── Source text
In fundraising presentations, JetSmarter projected growing from fewer than 6,000 members and $124 million in revenue in 2016 to more than 100,000 members and over $2 billion gross income in 2020.


Losses Mount


According to CNBC, JetSmarter had been losing up to $5 million per month in 2016 and 2017, and favorite benefits—including the free helicopter transfers and catering—were restricted or dropped and new fees added, while new flavors of shared flights (Custom Shuttles, Shared Charter, VIP Shuttles, JetDeals) were introduced. But the free-seats pitch remained constant until June 2018, when the company eliminated the benefit for new members. JetSmarter had allowed existing and prospective members a chance to renew or join and grandfather in (retain) existing terms before the policy change, even offering multi-year memberships at discount rates.


In another surprise June announcement, JetSmarter opened its flights to nonmembers, allowing them to buy seats on its shuttles or create shared flights of their own by purchasing a minimum number of seats. Petrossov explained the change would accelerate market expansion, while the difference between nonmember and member discounted rates would keep membership attractive.


More major developments came that August. California-based Clearlake Capital and Leucadia National (now Jefferies Financial Group) came onboard, reportedly investing about $75 million for a third of the company, putting JetSmarter’s valuation at some $225 million—less than 20 percent of its prior year’s worth.


Petrossov also that month announced forming a fleet of branded VIP JetSmarter Gulfstream GIVs—five in hand and 25 more expected within months—as well as release of its first jet card by year end. At the time, the three-tier annual memberships cost about $9,000 for Simple, $15,000 for Smart, and $50,000 for Sophisticated, along with a $2,500-$3,000 initiation fee. The different levels provided increasingly greater access to free seats—allotted by a token system—and other benefits.
────
── Entries provided
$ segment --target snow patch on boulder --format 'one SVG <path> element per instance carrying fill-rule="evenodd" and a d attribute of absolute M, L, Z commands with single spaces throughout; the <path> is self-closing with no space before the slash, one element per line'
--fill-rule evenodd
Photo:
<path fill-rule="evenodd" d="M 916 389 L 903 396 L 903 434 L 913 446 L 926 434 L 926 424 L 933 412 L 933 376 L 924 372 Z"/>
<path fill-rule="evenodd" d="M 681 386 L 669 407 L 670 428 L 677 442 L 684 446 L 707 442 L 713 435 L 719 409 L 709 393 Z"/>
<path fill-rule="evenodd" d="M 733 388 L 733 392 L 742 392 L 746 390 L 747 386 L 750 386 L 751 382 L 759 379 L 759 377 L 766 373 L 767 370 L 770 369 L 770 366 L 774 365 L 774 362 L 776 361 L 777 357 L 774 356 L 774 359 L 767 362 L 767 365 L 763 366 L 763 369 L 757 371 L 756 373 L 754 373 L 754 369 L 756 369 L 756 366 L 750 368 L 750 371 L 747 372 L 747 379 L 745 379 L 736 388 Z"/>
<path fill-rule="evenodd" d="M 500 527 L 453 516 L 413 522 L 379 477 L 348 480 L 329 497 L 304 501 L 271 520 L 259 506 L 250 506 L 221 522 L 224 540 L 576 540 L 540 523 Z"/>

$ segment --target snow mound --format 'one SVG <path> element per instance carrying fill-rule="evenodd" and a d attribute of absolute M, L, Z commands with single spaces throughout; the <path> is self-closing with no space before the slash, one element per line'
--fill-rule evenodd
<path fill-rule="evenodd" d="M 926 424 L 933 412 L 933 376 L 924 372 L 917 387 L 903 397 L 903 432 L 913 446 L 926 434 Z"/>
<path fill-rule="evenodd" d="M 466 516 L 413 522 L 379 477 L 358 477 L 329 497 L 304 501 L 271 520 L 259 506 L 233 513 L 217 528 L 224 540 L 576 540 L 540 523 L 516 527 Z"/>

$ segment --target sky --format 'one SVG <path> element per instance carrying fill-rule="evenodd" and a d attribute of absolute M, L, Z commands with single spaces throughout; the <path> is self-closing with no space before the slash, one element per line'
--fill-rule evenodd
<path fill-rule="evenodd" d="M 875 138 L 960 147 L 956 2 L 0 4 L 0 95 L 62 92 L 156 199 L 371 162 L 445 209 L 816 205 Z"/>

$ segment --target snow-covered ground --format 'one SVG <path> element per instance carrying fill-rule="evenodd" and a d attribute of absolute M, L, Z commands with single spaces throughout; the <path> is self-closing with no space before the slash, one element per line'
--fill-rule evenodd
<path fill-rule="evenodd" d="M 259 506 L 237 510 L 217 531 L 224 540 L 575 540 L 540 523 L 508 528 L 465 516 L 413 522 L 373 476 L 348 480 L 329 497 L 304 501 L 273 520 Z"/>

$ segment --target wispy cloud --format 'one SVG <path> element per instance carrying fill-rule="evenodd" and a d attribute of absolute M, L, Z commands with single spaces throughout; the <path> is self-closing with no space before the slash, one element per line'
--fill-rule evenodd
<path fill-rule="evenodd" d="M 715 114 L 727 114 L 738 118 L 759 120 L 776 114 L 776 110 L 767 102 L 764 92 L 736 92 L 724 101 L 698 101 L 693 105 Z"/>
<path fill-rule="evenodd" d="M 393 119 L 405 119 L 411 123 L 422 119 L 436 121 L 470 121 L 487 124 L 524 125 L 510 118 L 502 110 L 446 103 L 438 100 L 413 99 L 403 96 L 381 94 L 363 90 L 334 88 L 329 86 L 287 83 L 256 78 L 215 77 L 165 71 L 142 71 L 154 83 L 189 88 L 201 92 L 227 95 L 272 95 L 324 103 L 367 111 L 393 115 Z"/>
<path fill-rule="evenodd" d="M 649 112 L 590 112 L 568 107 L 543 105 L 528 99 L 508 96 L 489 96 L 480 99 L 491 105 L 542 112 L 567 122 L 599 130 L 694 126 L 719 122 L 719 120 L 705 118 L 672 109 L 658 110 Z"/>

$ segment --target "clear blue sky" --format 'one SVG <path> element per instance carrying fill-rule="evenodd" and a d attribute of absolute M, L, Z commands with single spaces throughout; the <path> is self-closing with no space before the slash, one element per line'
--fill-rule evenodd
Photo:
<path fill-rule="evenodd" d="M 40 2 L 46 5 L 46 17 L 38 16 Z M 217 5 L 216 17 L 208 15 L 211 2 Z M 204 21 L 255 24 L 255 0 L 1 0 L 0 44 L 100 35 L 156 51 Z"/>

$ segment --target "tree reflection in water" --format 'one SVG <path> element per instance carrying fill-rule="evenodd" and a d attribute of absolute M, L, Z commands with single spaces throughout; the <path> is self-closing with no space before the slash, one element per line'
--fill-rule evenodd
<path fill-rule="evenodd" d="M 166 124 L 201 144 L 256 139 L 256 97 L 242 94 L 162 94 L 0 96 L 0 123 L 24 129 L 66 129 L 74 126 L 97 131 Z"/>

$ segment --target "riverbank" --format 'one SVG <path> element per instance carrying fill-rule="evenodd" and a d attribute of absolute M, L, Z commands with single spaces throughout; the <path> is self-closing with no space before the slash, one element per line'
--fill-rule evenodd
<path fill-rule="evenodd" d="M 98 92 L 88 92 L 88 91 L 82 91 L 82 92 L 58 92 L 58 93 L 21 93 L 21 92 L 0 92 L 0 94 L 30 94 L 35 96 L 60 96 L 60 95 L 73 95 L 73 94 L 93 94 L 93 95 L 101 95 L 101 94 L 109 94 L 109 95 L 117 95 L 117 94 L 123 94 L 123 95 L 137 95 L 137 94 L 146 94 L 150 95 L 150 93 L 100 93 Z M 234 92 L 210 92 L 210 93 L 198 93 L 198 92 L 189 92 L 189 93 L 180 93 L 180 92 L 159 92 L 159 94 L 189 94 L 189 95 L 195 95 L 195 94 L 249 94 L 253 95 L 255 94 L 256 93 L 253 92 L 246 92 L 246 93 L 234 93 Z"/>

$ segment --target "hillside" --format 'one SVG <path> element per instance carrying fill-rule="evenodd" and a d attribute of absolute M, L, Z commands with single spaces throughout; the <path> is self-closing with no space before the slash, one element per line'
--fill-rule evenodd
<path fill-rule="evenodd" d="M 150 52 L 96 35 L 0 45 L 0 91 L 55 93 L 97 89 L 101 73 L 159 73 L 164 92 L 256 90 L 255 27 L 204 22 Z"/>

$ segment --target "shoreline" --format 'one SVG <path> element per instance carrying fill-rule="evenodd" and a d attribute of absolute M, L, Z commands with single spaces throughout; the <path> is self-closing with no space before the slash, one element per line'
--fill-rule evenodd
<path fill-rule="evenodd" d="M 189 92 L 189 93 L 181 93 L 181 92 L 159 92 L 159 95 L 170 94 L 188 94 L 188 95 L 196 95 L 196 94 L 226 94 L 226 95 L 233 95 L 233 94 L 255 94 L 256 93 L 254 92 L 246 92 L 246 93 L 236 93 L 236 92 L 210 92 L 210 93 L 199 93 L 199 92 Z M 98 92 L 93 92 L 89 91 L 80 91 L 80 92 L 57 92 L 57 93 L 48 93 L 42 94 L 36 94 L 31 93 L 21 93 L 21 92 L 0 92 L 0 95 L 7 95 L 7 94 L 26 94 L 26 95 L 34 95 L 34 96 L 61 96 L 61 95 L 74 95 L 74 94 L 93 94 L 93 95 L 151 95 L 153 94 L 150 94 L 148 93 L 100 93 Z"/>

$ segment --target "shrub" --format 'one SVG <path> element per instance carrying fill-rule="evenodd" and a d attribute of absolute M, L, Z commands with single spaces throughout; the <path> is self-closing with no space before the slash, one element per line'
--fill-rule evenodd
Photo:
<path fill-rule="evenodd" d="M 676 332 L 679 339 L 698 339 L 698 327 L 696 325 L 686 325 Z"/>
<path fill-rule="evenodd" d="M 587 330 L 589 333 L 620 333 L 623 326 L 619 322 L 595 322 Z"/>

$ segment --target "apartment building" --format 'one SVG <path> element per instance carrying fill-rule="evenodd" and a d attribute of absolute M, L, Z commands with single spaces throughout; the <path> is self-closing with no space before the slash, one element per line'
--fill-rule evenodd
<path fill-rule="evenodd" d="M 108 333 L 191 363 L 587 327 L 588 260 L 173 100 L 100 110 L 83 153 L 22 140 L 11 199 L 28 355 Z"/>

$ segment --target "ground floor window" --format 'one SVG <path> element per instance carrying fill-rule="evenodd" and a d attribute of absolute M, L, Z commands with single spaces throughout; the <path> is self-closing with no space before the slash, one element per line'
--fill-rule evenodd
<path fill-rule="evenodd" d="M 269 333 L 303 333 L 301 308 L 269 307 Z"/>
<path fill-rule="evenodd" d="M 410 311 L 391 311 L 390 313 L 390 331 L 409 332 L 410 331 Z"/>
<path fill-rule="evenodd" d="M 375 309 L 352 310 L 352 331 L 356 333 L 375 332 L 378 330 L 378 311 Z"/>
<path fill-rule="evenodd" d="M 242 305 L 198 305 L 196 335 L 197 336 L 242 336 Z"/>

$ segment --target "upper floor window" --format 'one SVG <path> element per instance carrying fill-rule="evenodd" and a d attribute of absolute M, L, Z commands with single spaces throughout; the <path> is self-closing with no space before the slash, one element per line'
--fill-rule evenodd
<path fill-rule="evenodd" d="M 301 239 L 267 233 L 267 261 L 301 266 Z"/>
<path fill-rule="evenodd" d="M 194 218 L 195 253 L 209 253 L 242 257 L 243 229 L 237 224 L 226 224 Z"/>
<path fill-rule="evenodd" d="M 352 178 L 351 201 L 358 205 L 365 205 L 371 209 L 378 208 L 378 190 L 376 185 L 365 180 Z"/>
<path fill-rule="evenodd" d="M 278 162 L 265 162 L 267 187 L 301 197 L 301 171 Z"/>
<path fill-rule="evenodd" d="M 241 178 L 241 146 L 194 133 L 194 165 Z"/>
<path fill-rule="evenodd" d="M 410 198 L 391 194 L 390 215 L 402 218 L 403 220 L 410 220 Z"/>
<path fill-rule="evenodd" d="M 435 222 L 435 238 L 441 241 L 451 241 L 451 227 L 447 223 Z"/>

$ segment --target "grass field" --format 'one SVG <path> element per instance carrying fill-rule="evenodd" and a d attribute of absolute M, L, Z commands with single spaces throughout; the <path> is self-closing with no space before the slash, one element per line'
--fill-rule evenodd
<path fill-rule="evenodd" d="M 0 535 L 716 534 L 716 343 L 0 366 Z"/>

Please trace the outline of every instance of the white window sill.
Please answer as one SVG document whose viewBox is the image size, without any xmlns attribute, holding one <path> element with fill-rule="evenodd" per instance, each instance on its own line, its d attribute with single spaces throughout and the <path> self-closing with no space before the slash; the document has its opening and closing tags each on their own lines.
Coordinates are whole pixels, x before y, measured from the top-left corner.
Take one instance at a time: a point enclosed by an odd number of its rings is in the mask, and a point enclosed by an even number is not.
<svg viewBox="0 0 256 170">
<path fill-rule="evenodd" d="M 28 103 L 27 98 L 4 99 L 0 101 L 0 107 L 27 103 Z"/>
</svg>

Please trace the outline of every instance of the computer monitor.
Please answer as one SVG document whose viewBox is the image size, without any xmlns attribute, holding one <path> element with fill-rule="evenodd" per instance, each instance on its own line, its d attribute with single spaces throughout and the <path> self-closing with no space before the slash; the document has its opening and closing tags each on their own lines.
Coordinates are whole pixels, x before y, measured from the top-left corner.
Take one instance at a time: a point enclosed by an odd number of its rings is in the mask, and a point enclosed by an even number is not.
────
- _Written problem_:
Return the part of the JetSmarter text above from "In another surprise" up to and including "keep membership attractive.", copied word for word.

- _Answer to this problem_:
In another surprise June announcement, JetSmarter opened its flights to nonmembers, allowing them to buy seats on its shuttles or create shared flights of their own by purchasing a minimum number of seats. Petrossov explained the change would accelerate market expansion, while the difference between nonmember and member discounted rates would keep membership attractive.